> **Task instructions**
Print exactly, and only, the lines running from the line containing "point(100, 44)" through the end of the records below.

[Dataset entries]
==*==

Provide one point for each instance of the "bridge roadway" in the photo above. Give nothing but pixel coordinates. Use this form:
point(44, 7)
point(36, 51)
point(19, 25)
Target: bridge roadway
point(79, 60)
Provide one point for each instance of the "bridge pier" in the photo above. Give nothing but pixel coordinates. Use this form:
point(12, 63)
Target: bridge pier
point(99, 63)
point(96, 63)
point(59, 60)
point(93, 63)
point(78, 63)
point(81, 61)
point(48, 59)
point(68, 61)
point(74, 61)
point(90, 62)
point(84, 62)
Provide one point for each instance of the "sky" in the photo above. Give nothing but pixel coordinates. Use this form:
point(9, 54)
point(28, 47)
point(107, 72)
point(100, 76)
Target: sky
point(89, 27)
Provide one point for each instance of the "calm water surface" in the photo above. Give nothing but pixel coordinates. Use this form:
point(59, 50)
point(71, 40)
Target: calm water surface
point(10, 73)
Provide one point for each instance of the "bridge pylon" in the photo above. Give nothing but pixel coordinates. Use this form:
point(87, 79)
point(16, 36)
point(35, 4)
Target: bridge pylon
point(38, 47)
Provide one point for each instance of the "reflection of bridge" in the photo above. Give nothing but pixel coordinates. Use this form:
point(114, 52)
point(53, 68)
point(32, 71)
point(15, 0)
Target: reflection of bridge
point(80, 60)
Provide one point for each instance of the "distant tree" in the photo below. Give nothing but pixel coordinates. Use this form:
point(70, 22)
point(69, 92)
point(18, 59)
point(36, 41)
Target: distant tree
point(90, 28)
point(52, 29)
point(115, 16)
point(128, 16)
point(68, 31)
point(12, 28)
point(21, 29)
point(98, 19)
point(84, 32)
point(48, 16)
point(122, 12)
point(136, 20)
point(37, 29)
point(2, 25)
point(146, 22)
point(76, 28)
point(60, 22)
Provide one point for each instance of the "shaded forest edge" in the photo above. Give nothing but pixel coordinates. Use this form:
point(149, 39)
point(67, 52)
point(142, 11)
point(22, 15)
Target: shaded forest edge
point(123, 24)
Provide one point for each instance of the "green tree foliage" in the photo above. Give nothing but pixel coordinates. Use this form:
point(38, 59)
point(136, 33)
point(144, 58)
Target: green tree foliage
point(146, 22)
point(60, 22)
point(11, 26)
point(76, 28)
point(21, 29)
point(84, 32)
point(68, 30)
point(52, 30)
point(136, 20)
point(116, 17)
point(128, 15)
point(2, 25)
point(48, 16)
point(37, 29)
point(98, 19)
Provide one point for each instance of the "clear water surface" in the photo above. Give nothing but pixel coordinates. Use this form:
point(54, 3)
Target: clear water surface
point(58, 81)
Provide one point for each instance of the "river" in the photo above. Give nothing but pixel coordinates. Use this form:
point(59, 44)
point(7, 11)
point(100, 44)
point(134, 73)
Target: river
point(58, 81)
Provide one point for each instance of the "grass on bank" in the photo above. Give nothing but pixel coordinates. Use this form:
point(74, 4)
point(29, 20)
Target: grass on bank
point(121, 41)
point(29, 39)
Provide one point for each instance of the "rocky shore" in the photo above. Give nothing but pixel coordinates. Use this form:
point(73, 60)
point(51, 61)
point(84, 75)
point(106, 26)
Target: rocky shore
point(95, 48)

==*==

> **Written reply**
point(100, 44)
point(134, 73)
Target: river
point(58, 81)
Provide one point for each instance of the "grass on bank" in the photo above. Give nothing but pixel coordinates. Use this form:
point(74, 4)
point(29, 20)
Target: grass on bank
point(121, 41)
point(29, 39)
Provide one point for each instance of the "rocky shore" in the photo above. Give nothing but pixel coordinates. Use this form:
point(73, 60)
point(51, 61)
point(84, 75)
point(106, 26)
Target: rocky shore
point(95, 48)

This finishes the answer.